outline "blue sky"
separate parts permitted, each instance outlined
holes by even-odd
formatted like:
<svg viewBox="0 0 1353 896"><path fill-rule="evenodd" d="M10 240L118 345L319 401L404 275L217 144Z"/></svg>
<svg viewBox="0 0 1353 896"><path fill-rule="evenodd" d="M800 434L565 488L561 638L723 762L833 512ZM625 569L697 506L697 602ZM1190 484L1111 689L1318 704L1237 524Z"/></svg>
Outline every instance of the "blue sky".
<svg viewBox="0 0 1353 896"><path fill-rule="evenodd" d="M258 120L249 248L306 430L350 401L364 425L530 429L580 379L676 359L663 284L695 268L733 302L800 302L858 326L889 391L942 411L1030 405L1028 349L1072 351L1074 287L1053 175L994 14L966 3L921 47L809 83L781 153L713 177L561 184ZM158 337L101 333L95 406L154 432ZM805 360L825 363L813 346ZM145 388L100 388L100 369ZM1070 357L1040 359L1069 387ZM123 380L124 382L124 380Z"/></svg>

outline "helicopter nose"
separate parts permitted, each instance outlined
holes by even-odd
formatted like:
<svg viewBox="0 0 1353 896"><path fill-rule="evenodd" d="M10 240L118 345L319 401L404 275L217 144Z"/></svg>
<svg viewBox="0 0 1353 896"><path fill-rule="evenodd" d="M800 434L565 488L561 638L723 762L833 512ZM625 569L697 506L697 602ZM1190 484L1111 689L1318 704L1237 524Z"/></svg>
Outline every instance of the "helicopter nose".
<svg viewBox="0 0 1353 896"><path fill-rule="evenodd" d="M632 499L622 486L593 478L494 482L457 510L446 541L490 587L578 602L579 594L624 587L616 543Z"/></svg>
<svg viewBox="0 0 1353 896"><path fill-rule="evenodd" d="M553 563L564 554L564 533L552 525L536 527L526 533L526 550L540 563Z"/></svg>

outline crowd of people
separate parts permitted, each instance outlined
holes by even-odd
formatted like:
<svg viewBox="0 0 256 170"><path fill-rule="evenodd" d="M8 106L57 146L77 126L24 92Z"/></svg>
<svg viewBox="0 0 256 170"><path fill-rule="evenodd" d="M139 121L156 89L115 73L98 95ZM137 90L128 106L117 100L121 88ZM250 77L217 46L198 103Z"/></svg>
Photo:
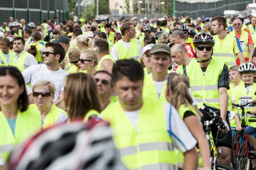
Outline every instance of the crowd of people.
<svg viewBox="0 0 256 170"><path fill-rule="evenodd" d="M256 100L256 16L9 22L0 169L210 170L203 105L226 125L210 127L219 163L232 167L231 127L242 128L231 103Z"/></svg>

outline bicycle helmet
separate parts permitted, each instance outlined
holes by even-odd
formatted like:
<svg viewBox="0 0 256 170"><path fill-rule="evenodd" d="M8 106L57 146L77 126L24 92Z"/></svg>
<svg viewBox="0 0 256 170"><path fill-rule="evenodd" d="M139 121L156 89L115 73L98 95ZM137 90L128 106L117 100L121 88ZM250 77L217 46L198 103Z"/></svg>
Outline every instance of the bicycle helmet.
<svg viewBox="0 0 256 170"><path fill-rule="evenodd" d="M8 36L7 37L7 38L9 39L10 40L10 42L11 42L13 41L13 39L14 39L14 38L17 37L17 36Z"/></svg>
<svg viewBox="0 0 256 170"><path fill-rule="evenodd" d="M209 44L213 46L215 43L215 40L211 34L206 32L202 32L195 36L193 40L193 44L196 46L198 44L202 43Z"/></svg>
<svg viewBox="0 0 256 170"><path fill-rule="evenodd" d="M197 35L197 32L193 28L190 28L188 29L188 34L190 35L194 36Z"/></svg>
<svg viewBox="0 0 256 170"><path fill-rule="evenodd" d="M245 19L244 21L244 24L247 24L250 22L250 20L249 19Z"/></svg>
<svg viewBox="0 0 256 170"><path fill-rule="evenodd" d="M8 169L126 169L109 124L103 121L73 122L41 131L14 151Z"/></svg>
<svg viewBox="0 0 256 170"><path fill-rule="evenodd" d="M188 31L188 27L185 25L181 25L178 28L182 31Z"/></svg>
<svg viewBox="0 0 256 170"><path fill-rule="evenodd" d="M244 72L255 73L256 72L256 68L252 63L247 62L241 64L238 67L238 73L239 74Z"/></svg>
<svg viewBox="0 0 256 170"><path fill-rule="evenodd" d="M13 26L20 26L20 23L19 23L19 22L16 22L16 21L13 22L12 24L12 25L11 25L11 27Z"/></svg>
<svg viewBox="0 0 256 170"><path fill-rule="evenodd" d="M28 23L27 24L27 26L28 28L36 28L36 25L34 23L30 22Z"/></svg>
<svg viewBox="0 0 256 170"><path fill-rule="evenodd" d="M158 31L158 32L156 32L155 34L155 39L157 40L158 40L158 37L159 37L159 36L160 35L163 33L164 32L163 31Z"/></svg>

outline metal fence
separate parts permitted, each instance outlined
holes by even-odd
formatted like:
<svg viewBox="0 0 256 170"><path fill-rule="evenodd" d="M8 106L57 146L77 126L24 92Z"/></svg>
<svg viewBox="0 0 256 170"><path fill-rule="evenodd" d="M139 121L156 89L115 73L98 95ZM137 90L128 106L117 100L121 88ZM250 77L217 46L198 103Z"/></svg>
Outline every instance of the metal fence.
<svg viewBox="0 0 256 170"><path fill-rule="evenodd" d="M0 0L0 24L9 22L12 16L15 20L23 18L26 23L42 23L44 19L53 19L59 22L67 20L68 0Z"/></svg>

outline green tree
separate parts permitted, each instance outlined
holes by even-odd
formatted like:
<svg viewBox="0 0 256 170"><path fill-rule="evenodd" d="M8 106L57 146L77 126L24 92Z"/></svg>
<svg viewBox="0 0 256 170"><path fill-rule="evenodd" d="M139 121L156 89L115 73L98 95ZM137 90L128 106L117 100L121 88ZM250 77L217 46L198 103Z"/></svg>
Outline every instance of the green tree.
<svg viewBox="0 0 256 170"><path fill-rule="evenodd" d="M130 0L125 0L124 6L122 6L120 4L120 7L123 9L123 12L124 13L131 14L131 12L130 7Z"/></svg>

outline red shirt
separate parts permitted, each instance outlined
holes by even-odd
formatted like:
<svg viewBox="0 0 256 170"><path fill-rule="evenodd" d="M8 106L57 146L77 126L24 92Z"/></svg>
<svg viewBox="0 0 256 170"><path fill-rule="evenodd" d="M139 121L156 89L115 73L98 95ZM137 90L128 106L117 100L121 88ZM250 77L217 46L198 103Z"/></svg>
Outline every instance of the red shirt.
<svg viewBox="0 0 256 170"><path fill-rule="evenodd" d="M187 54L189 57L191 58L195 58L195 52L191 45L189 43L184 44L183 45L185 47L187 52Z"/></svg>

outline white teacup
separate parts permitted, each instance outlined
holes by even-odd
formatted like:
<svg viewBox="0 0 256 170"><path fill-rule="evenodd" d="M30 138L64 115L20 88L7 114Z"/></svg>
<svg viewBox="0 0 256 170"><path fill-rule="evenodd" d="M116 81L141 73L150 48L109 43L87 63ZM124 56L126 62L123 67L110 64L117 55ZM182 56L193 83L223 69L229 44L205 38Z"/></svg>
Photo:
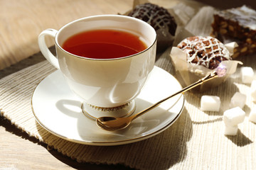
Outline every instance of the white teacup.
<svg viewBox="0 0 256 170"><path fill-rule="evenodd" d="M115 29L137 35L147 48L121 58L91 59L71 54L62 47L72 35L98 29ZM57 57L47 47L46 35L55 38ZM121 117L134 110L134 99L154 67L156 34L150 25L135 18L102 15L74 21L59 30L43 30L38 36L38 44L44 57L60 69L70 89L85 101L84 113L90 118Z"/></svg>

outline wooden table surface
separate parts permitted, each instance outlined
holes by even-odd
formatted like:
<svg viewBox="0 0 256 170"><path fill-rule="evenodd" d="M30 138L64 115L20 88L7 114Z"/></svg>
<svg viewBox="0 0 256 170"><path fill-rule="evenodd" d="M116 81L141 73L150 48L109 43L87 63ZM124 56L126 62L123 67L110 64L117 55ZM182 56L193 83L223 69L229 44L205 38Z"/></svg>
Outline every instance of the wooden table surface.
<svg viewBox="0 0 256 170"><path fill-rule="evenodd" d="M163 5L166 1L153 2ZM59 29L88 16L122 13L132 7L132 3L133 0L0 0L0 79L45 60L33 55L39 52L37 37L44 29ZM50 42L49 46L52 45ZM48 150L46 144L38 143L2 117L0 146L0 169L45 169L46 164L50 169L129 169L123 165L78 163L56 150Z"/></svg>

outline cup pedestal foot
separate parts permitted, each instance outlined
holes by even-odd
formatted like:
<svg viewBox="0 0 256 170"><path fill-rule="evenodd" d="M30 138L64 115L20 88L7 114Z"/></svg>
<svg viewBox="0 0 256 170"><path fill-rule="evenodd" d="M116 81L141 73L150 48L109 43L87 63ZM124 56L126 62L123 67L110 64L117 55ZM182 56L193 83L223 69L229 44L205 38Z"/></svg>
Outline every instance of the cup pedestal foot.
<svg viewBox="0 0 256 170"><path fill-rule="evenodd" d="M88 118L96 120L102 116L126 117L129 116L135 110L135 101L132 101L114 108L102 108L86 103L82 104L82 113Z"/></svg>

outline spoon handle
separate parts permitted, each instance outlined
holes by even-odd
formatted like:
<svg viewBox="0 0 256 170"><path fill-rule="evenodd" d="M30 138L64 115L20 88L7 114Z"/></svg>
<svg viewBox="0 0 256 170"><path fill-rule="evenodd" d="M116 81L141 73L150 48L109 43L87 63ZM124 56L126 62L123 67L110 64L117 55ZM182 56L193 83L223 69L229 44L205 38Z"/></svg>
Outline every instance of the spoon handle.
<svg viewBox="0 0 256 170"><path fill-rule="evenodd" d="M181 90L178 91L178 92L176 92L176 93L171 95L170 96L168 96L168 97L166 97L166 98L165 98L157 102L156 103L151 106L150 107L149 107L149 108L143 110L142 111L138 113L137 114L132 116L132 118L132 118L132 120L136 119L137 118L138 118L139 116L141 116L141 115L143 115L144 113L146 113L146 112L152 110L153 108L157 107L158 106L159 106L159 105L160 105L161 103L163 103L164 101L166 101L166 100L168 100L168 99L169 99L169 98L172 98L172 97L174 97L175 96L176 96L176 95L178 95L178 94L183 94L183 93L185 93L186 91L190 90L190 89L192 89L193 88L194 88L194 87L196 87L196 86L198 86L198 85L200 85L200 84L202 84L203 82L206 82L206 81L209 81L209 80L210 80L210 79L213 79L213 78L217 77L217 76L218 76L217 72L211 72L210 74L206 75L205 77L199 79L198 81L196 81L196 82L195 82L195 83L193 83L193 84L191 84L191 85L189 85L189 86L186 86L186 87L184 87L183 89L182 89Z"/></svg>

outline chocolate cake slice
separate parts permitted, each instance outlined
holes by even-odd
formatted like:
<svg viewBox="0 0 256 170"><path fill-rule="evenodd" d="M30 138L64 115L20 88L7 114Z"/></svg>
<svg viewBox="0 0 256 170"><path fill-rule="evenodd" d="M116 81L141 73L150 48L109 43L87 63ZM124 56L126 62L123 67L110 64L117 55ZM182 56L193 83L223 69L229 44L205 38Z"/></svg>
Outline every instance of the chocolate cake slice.
<svg viewBox="0 0 256 170"><path fill-rule="evenodd" d="M216 11L211 35L223 43L235 41L238 47L233 58L256 53L256 11L246 6Z"/></svg>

-------

__What you are asked to do__
Reproduce word for word the lines of the material that begin with the line containing "outline red shirt" and continue through the line containing "54L189 57L191 58L195", both included.

__Answer to this problem__
outline red shirt
separate parts permitted, each instance outlined
holes by even-odd
formatted like:
<svg viewBox="0 0 256 170"><path fill-rule="evenodd" d="M8 106L57 146L77 126L24 92Z"/></svg>
<svg viewBox="0 0 256 170"><path fill-rule="evenodd" d="M139 121L156 89L115 73L98 95ZM137 90L128 106L117 100L121 88ZM250 77L217 46L198 103Z"/></svg>
Outline every instance of the red shirt.
<svg viewBox="0 0 256 170"><path fill-rule="evenodd" d="M187 54L189 57L191 58L195 58L195 52L191 45L189 43L184 44L183 45L185 47L187 52Z"/></svg>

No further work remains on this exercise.